*** Recorded information ***

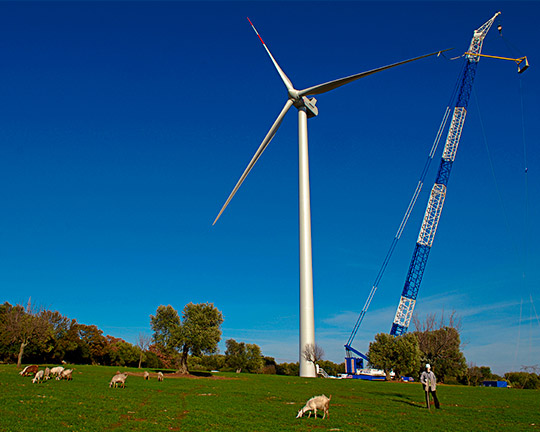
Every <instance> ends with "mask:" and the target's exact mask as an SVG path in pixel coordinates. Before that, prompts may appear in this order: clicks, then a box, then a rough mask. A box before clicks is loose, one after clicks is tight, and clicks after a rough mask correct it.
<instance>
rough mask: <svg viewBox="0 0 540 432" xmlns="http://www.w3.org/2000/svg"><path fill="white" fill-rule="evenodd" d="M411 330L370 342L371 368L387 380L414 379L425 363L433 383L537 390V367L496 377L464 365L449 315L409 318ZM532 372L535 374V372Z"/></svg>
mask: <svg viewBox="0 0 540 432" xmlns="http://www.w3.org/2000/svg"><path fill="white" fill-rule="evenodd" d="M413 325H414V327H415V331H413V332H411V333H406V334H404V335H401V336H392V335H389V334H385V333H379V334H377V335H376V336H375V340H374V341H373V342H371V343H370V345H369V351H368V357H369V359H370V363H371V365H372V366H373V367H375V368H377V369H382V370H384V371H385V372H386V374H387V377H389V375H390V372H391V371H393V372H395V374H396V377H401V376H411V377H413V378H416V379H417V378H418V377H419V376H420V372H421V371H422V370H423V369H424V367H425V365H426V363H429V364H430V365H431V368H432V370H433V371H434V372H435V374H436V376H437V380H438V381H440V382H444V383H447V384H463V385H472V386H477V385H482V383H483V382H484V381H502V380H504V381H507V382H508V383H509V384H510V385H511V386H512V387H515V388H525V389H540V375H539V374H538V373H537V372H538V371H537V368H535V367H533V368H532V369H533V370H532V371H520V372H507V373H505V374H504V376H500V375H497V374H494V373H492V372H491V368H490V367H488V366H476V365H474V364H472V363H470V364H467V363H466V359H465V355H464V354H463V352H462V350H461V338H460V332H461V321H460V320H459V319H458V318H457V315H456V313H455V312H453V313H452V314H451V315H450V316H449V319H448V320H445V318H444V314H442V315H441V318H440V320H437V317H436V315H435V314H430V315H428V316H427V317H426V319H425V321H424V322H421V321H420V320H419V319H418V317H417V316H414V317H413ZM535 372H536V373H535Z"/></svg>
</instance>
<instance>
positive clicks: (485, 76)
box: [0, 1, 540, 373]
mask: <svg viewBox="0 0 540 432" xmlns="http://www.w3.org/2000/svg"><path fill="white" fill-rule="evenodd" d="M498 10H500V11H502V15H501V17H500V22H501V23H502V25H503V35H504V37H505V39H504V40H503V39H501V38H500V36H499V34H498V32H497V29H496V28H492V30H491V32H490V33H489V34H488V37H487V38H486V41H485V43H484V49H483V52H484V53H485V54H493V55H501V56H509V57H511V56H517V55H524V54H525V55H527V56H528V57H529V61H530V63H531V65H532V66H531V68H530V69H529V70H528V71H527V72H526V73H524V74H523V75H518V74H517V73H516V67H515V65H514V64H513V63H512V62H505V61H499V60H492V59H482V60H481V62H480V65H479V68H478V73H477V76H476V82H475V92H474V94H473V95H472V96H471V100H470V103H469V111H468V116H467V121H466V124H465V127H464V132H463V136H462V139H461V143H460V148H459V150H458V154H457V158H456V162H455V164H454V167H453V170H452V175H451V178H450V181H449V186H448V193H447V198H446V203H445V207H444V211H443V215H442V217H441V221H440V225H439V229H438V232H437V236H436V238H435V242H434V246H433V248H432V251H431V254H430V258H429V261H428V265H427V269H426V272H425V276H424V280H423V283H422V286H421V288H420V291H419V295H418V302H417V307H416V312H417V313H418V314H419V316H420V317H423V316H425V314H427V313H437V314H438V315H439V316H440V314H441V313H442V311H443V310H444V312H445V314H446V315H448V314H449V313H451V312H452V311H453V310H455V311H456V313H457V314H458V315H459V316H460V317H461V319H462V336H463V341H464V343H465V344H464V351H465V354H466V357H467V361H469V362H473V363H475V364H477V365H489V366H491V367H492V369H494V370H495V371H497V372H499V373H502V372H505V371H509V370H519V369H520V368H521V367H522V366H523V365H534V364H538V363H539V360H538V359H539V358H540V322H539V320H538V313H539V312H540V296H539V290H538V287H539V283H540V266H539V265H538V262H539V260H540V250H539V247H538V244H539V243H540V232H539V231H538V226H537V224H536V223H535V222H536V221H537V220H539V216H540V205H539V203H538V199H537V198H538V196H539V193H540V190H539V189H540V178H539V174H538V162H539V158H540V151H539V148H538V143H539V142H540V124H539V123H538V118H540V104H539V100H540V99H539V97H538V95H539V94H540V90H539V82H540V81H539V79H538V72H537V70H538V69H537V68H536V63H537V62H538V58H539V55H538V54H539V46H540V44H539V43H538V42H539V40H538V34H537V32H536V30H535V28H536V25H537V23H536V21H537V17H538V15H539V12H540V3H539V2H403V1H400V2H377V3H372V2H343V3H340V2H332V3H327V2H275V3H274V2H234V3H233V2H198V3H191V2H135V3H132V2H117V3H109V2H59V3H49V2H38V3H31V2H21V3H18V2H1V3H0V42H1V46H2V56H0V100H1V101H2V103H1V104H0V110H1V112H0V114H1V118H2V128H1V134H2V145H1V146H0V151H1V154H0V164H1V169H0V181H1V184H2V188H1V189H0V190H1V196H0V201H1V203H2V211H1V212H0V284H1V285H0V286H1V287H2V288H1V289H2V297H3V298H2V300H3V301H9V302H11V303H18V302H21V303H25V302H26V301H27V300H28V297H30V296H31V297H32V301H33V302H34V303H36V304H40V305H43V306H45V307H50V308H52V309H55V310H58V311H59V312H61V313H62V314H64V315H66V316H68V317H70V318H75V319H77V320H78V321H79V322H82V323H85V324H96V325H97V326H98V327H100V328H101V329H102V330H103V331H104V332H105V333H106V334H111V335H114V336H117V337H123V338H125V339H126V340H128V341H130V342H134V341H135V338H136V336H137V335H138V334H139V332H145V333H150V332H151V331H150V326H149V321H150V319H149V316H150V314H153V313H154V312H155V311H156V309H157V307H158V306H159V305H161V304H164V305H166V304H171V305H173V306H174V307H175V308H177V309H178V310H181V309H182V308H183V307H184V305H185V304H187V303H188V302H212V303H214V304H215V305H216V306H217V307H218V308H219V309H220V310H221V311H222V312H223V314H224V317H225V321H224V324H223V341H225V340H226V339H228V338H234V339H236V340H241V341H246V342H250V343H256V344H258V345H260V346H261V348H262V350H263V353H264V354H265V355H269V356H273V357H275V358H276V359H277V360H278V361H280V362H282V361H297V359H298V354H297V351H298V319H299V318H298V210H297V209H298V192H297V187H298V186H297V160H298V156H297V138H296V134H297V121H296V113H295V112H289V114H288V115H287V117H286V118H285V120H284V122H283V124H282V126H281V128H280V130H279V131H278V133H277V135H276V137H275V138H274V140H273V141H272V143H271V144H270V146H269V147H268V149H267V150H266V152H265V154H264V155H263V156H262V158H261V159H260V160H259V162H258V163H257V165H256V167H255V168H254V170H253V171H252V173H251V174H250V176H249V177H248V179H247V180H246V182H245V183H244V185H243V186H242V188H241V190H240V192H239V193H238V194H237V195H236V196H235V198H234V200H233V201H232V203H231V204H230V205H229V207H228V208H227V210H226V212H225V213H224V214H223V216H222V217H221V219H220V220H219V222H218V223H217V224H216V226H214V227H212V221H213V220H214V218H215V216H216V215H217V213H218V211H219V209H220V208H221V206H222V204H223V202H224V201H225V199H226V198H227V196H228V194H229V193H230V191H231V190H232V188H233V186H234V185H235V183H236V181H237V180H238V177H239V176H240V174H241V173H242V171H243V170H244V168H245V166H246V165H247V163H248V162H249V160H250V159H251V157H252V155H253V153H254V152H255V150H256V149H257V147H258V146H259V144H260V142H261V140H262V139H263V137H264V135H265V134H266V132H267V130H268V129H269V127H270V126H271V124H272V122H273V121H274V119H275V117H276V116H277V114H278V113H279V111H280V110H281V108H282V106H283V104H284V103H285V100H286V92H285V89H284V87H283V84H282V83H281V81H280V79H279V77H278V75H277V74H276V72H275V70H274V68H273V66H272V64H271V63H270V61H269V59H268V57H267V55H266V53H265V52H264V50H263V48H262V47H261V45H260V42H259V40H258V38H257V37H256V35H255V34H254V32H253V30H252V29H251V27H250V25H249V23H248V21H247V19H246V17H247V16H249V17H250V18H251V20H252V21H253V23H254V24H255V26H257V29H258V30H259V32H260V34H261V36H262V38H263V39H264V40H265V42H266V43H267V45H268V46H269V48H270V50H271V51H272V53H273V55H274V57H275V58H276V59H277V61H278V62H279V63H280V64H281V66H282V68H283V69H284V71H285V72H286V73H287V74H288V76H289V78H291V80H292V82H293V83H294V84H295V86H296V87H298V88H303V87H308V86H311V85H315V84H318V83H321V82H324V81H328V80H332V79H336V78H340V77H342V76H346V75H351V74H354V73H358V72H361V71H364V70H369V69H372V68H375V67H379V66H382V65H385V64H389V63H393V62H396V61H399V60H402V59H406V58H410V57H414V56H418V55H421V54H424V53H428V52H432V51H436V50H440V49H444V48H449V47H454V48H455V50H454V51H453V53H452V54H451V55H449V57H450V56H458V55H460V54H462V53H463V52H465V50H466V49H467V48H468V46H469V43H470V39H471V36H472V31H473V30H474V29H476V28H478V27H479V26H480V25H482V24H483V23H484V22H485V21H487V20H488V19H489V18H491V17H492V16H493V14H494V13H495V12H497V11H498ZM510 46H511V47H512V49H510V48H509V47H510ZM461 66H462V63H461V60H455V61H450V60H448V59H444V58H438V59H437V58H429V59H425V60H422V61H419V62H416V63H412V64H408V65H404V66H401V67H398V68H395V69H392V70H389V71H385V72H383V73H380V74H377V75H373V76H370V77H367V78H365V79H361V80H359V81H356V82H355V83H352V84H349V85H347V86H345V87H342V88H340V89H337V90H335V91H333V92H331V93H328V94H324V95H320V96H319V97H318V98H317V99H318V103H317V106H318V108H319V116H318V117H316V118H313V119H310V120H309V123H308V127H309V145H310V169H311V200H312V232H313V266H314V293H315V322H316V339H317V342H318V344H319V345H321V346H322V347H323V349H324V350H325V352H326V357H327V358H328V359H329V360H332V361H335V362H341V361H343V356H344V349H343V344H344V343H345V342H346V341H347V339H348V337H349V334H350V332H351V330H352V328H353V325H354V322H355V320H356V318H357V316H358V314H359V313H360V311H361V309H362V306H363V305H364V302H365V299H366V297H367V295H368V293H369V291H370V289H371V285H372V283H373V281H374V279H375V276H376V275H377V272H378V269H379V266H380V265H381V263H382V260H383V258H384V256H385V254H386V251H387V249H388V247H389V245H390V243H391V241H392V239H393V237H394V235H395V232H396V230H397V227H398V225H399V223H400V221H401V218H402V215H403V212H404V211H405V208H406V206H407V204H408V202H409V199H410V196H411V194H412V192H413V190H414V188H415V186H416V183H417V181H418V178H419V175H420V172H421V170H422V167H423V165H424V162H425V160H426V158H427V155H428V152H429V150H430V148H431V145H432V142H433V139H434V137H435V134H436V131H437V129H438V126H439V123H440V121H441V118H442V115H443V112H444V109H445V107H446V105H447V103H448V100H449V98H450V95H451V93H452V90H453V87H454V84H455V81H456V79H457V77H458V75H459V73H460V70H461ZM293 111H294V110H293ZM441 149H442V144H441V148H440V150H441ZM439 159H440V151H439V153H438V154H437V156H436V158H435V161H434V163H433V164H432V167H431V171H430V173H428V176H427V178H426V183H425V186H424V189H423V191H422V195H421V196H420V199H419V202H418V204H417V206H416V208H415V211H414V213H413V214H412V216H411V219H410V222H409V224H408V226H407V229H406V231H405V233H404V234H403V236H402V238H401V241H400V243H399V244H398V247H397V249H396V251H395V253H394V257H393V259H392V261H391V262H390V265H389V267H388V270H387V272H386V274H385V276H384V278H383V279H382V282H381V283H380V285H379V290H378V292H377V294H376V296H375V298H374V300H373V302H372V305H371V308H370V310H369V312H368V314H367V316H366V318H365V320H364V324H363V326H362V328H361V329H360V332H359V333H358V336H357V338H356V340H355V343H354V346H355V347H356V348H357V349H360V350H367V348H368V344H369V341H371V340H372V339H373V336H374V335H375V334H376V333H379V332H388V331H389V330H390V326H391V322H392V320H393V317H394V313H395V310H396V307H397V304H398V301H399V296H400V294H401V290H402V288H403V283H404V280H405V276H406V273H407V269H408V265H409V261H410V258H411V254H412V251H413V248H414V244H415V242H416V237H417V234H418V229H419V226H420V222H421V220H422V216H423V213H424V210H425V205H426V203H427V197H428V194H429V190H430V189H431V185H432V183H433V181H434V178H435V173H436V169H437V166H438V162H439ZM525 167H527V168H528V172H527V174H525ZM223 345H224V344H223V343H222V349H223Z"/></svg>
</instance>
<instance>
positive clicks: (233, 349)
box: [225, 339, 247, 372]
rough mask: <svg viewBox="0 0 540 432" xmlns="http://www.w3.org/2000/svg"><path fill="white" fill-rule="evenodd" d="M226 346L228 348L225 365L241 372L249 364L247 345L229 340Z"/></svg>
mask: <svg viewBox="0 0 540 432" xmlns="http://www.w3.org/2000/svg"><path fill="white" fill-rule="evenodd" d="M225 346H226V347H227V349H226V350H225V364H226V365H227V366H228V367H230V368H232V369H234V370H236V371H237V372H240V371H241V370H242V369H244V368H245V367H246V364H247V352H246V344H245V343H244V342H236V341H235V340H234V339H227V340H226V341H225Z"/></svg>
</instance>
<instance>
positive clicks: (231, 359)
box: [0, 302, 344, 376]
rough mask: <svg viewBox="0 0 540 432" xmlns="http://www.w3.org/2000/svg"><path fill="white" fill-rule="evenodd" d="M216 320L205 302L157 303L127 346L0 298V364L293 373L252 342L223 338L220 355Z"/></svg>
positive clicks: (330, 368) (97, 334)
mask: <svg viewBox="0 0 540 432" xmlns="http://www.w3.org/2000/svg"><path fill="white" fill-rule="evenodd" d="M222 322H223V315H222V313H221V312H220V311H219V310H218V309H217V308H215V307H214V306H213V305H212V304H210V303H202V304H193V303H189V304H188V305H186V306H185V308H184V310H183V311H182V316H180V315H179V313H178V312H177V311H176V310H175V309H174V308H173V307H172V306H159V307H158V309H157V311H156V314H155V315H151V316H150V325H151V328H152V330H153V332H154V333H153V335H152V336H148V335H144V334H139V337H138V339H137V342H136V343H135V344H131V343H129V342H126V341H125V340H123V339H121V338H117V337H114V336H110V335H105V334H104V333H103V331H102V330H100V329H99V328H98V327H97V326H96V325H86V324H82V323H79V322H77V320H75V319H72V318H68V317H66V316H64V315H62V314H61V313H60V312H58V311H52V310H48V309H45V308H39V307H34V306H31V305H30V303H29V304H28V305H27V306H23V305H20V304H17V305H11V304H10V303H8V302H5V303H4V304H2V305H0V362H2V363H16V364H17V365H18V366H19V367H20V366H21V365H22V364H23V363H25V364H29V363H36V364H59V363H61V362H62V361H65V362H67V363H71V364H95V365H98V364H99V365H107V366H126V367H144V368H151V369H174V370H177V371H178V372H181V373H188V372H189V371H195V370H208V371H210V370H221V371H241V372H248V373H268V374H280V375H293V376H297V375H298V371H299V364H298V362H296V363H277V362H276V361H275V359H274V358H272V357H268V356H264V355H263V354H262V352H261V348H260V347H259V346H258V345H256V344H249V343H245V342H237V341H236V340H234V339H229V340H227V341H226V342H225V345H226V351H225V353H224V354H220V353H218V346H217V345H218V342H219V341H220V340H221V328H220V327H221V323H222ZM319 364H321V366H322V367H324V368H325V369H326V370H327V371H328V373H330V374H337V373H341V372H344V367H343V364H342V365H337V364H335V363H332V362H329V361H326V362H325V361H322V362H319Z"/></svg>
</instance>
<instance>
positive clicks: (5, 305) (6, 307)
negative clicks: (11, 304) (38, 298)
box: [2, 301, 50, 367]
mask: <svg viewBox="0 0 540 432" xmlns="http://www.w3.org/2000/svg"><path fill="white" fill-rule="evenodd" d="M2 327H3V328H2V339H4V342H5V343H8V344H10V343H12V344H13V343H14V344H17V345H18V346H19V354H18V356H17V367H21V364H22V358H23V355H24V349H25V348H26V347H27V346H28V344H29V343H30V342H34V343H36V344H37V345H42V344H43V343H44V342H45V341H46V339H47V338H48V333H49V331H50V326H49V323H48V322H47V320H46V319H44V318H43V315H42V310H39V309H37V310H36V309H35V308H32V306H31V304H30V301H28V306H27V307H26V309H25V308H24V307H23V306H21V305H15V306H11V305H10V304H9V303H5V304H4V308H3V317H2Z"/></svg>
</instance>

***

• [Task to carry out] Reproduce the entries verbatim from their beginning through the line that contains "330L370 342L371 368L387", both ends included. Leave the pictures out of your copy.

• [Output of the exercise]
Every <instance> ends with "mask:" and the target's exact mask as an SVG path in pixel coordinates. Before that, prompts may appear in this order: clicks, then a box, then a rough mask. A box before clicks is loose, one after clicks is tight, and clicks after a rough mask correct it.
<instance>
rough mask: <svg viewBox="0 0 540 432" xmlns="http://www.w3.org/2000/svg"><path fill="white" fill-rule="evenodd" d="M411 330L370 342L371 368L387 380L414 379L425 363L433 383L537 390V367L496 377L464 365L449 315L409 318ZM532 372L535 374V372Z"/></svg>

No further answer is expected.